Selected passage →
----
Teachers have been advised to live lives worthy of emulation to help win the fight against HIV/AIDS and to promote the socio-economic growth of the country.
Alhaji Mohammed Haroon, Deputy Tamale Metropolitan Director of Education who gave the advice, said teachers should act as agents of change and educate the communities to comport themselves, particularly, in their sexual lives.
He was speaking at a five-day peer educators' workshop for school children and their teachers on the prevention of HIV/AIDS at Tamale.
The workshop, which brought together 336 children from 84 Junior High Schools and a teacher each within the Tamale Metropolis, was to equip the participants with in-depth orientation on the devastating effects of the disease to enable them to educate other children for attitudinal change towards sex.
The Ghana Education Service (GES) organised the forum under its School Health Programmes. Topics discussed included "facts on HIV/AIDS", "reproductive organs" and "reproductive growth and assertiveness".
----
Record extracts →
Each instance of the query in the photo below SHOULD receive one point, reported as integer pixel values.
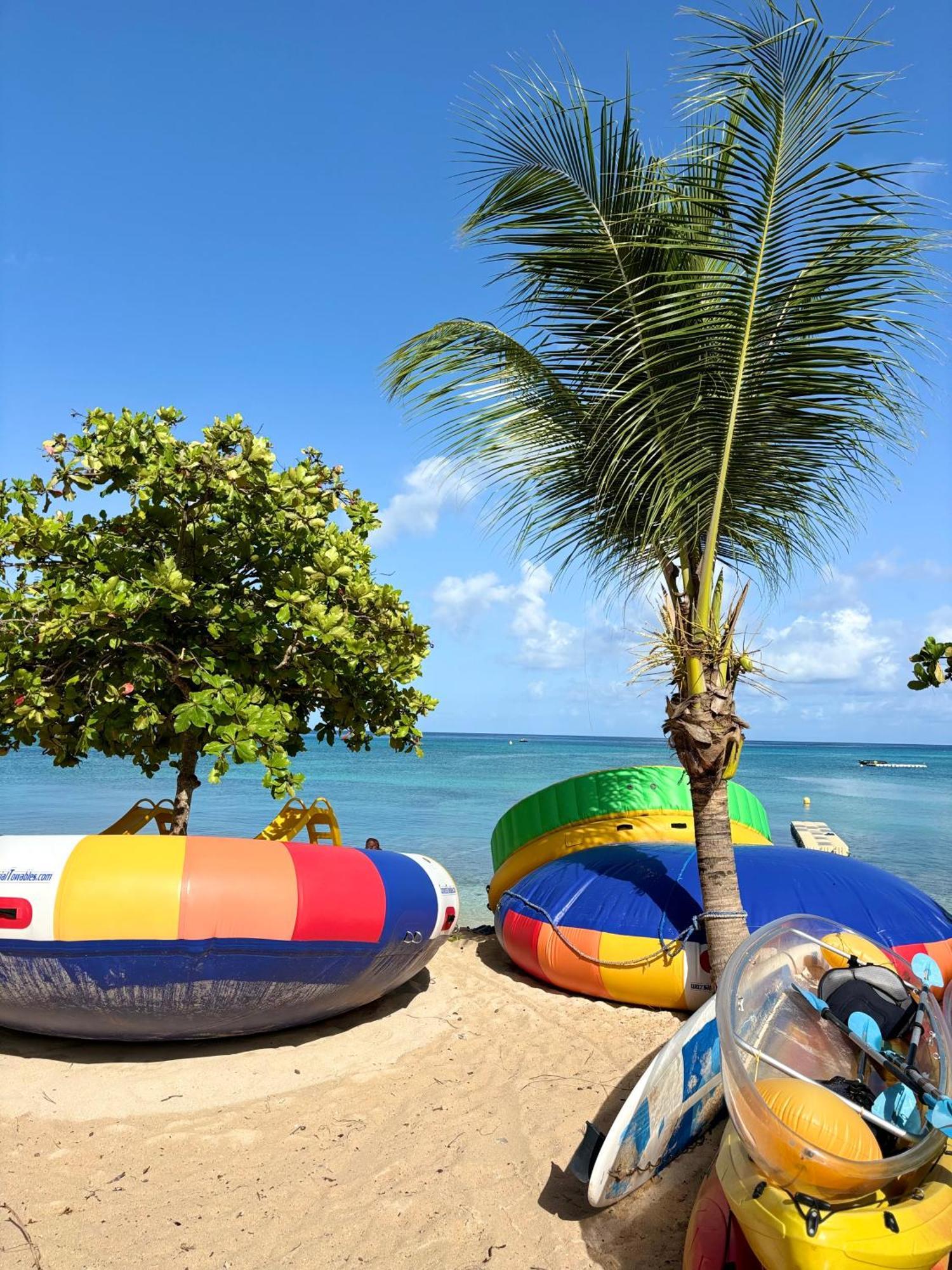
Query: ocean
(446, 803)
----
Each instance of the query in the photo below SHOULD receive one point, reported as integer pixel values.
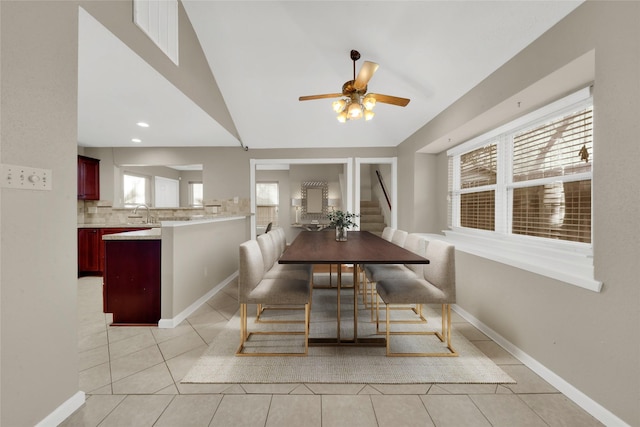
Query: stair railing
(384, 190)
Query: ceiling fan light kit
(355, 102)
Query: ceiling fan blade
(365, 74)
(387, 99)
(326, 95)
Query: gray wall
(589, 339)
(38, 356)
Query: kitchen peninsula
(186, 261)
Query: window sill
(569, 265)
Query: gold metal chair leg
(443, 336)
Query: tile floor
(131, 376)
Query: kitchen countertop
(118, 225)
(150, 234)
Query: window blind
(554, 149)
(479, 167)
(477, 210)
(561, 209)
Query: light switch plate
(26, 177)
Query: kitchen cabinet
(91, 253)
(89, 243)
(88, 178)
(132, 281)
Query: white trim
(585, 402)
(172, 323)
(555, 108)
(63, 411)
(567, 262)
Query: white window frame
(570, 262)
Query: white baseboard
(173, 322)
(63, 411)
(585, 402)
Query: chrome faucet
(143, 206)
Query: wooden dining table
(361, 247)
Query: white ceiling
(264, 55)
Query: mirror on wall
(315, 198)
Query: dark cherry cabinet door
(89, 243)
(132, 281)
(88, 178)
----
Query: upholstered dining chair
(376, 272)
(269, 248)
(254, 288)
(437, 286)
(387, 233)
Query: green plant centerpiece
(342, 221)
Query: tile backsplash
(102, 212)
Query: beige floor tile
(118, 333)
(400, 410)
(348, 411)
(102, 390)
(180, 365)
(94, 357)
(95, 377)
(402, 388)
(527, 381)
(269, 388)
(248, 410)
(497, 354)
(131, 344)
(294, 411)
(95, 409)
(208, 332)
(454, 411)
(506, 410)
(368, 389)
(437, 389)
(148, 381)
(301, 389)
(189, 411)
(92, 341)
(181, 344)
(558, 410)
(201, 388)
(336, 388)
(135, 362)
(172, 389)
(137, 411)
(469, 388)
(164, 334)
----
Requirement 1 → According to the article on the Tamale HIV/AIDS workshop, how many Junior High Schools were represented at the workshop?
Requirement 2 → Extend the article on the Tamale HIV/AIDS workshop with a few more sentences, picking up after its last sentence.
The entries are drawn from a separate source and are unrelated to the article on the Tamale HIV/AIDS workshop.

Answer 1 → 84 Junior High Schools.

Answer 2 →
Alhaji Haroon said research from Kenya, Uganda and Tanzania indicated that teachers were the principal sources of the spread of HIV/AIDS due to their immoral sex lives towards school children.
"Teachers should not teach virtue and practice vice," he said, adding that if teachers lived upright lives the fight against HIV/AIDS would be easily won in Ghana.
Mr James Mahama, a counsellor, advised the children to form school and community HIV/AIDS clubs and impart the knowledge that they would acquire at the workshop to others.